§ **Document section**
---------------

Note that this program simply calls the SoftwareTools.copy function.

import SoftwareTools

main = copy

Counting characters in stdin

The charcount program count characters from the standard input.

PROGRAM

  charcount   count characters in input

USAGE

  charcount

FUNCTION

  charcount counts the characters in its input and writes the total
  as a single line of text to the output.  Since each line of text
  is internally delimited by a NEWLINE character, the total count
  is the number of lines plus the number of characters within each
  line.

EXAMPLE

    $ runhaskell charcount.hs
    A single line of input.
    ^Z
    24

  (I apologize for the Windows-ism.)

Once again with the recursive functions. (I'm not sure why I feel the need to point that out; probably because the original uses loops and I feel slightly bad for not doing a direct translation rather than a more idiomatic one.) In this case, a helper does the actual looping. This helper returns the character count. Note that Haskell's stdio support (correctly) converts Windows' CRNL pairs into NL, so the character count is off by the number of lines. (I'm currently developing this on Windows. Bleah.)

The $! operator in the recursive call is need to force the addition, to make it strict. In this case that prevents a stack overflow on large inputs. See wc.hs below for further details. Here, it is syntactically similar to the $ parentheses-elimination operator.

charcount :: IO ()
charcount = do
            nc <- charcount' 0
            putStrLn (show nc)
    where
    charcount' nc = do
                    ch <- getc
                    case ch of
                            Nothing -> return nc
                            Just c -> charcount' $! nc + 1

Counting lines

linecount counts lines from standard input.

PROGRAM

  linecount  count lines in input

USAGE

  linecount

FUNCTION

  linecount counts the lines in its input and writes the total as a
  line of text to the output.

EXAMPLE

    $ runhaskell linecount.hs
    A single line of input.
    ^Z
    1

This case is slightly different from the preceding, in that it deals with a specific character, the newline. The original introduces a NEWLINE constant, and the equivalent would be a new data type which is either a Newline or some RandomCharacter c. Since I'm an old-school Unix/C guy, I'm comfortable with fuddling around with character constants and am just using 'n' (and this is probably decent Haskelly style, since excessive data typery is excessive anywhere). On the other hand, the case expression has sprouted an extra guard, to handle difference between the newline and J. Random Characters. Pattern matching is fun. The "_" in the second Just case is a pseudovariable that indicates, "don't care".

linecount :: IO ()
linecount = do
            lc <- linecount' 0
            putStrLn (show lc)
    where
    linecount' lc = do
                    ch <- getc
                    case ch of
                            Nothing -> return lc
                            Just '\n' -> linecount' $! lc + 1
                            Just _ -> linecount' lc

Counting words

wordcount counts words from standard input.

PROGRAM

  wordcount  count words in input

USAGE

  wordcount

FUNCTION

  wordcount counts the words in its input and writes the total as a
  line of text to the output.  A "word" is a maximal sequence of
  characters not containing a blank or tab or newline.

EXAMPLE

  $ runhaskell wordcount.hs
  A single line of input
  ^Z
  5

BUGS

  The definition of "word" is simplistic.

---------------

§ **Record extracts**
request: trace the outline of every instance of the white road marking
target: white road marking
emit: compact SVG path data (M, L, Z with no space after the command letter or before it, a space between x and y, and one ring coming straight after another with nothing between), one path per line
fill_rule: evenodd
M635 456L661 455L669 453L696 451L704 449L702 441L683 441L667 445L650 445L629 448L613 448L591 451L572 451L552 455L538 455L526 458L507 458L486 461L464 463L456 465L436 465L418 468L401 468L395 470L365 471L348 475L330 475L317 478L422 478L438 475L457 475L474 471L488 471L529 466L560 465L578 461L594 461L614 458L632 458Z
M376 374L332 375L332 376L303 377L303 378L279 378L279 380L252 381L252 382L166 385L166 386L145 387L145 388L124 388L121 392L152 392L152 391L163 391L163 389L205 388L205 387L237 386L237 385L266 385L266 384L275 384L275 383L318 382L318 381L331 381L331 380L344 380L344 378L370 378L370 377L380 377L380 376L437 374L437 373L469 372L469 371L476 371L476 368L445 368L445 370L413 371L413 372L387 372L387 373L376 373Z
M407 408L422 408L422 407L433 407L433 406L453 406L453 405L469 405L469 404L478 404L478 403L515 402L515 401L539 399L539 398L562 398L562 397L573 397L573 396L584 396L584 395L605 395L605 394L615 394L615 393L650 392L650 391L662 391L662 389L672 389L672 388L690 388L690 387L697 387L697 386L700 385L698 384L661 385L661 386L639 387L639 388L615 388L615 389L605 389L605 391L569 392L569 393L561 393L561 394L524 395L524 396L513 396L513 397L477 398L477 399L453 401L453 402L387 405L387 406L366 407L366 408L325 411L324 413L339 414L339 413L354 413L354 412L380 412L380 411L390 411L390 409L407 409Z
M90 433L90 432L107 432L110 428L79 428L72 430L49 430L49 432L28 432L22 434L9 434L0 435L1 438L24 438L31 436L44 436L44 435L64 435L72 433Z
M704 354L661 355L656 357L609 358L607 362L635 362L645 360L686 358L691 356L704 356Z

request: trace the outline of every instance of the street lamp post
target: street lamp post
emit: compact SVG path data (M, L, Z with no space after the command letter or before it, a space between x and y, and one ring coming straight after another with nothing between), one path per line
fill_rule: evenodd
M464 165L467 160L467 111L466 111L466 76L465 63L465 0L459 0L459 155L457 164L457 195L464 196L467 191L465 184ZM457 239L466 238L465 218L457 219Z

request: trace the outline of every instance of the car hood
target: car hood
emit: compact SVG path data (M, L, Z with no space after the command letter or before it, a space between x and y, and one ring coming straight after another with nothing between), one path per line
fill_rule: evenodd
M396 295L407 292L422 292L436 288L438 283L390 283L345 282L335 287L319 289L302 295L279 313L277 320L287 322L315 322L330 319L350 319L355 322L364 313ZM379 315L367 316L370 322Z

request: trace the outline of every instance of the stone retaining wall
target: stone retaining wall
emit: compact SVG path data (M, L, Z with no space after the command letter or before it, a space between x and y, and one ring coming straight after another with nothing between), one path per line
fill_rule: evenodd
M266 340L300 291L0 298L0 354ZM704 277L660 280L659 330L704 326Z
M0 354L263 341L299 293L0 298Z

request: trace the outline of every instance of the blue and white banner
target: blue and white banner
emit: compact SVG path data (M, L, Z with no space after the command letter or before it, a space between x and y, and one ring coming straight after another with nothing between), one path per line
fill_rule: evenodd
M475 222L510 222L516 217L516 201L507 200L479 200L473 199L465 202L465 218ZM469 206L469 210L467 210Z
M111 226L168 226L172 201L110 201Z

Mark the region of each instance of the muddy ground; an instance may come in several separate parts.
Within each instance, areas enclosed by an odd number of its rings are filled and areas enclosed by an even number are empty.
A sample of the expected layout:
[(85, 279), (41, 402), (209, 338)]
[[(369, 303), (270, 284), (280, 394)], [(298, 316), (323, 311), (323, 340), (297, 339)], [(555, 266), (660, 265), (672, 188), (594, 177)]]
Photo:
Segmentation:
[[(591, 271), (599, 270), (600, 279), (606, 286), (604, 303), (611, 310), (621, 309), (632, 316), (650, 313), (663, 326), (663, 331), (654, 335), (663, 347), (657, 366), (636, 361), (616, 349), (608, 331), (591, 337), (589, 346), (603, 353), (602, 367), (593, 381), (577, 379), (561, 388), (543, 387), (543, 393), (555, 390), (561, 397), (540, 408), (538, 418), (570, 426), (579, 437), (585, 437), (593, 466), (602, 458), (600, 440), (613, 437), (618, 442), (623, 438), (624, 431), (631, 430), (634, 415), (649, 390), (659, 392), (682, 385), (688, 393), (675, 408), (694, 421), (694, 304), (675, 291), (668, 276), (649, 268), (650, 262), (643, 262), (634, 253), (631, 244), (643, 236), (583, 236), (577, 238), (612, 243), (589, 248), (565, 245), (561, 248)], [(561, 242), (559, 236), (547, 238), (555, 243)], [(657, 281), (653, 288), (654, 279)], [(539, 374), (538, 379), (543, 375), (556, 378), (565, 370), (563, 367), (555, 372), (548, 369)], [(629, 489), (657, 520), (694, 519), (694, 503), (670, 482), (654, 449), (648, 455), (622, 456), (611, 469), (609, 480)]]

---------------

§ **Challenges**
(A) According to the Haskell counting tutorial, why is the $! operator used in the recursive call?
(B) Summarize the Haskell counting tutorial in two sentences.
(C) Carry on the Haskell counting tutorial from its last line.

§ **Results by task**
(A) It forces the addition to be strict, which prevents a stack overflow on large inputs.

(B) The tutorial describes charcount, linecount, and wordcount, three programs that count the characters, lines, or words in standard input and write the total as a line of output. The character and line counters use a recursive helper with the $! operator to force strict addition and avoid stack overflow, and the line counter uses pattern matching to tell the newline apart from other characters.

(C)
In the wordcount function, the code was getting wider than I wanted, so I broke out another helper function, handlechar, that is mutually recursive with wordcount'. The extra parameter of wordcount' is a flag, indicating whether the current position in the input is inside of a word or not. The word/nonword decision, and the count, is made when the first nonwhitespace character is read following whitespace.

The handlechar function is defined piecewise. The first case is when the character is whitespace, the second is when it is not whitespace but inword is false, indicating a non-word to word transition. The final case handles a nonwhitespace character while the position is already in a word. This code counts the non-word to word transitions in the input by incrementing the count in the second case.

wordcount :: IO ()
wordcount = do
            wc <- wordcount' False 0
            putStrLn (show wc)
    where
    wordcount' inword wc = do
                           ch <- getc
                           case ch of
                                   Nothing -> return wc
                                   Just c  -> handlechar c inword wc

    handlechar c _     wc | isSpace c = wordcount' False wc
    handlechar _ False wc             = wordcount' True  $! wc + 1
    handlechar _ True  wc             = wordcount' True  wc

    isSpace c = (c == ' ' || c == '\n' || c == '\t')

I/O Alternatives

There are alternatives to character-by-character I/O in Haskell. One of the nicest is based on the function interact from the standard prelude. interact has the type (String -> String) -> IO (); in other words, it takes a function from a String to a String and produces an IO action. Internally, interact pulls characters from the result of the function and prints them to the standard output, while at the same time reading the standard input lazily, one character at a time. Here is an example, a replacement for copy:

copy' = interact id

id is the identity function, which returns its input unchanged; interact uses this to bind the input to the output.

To get fancier, a replacement for charcount would be:

charcount' = interact $ show1Ln . length
    where
    show1Ln v = (show v) ++ "\n"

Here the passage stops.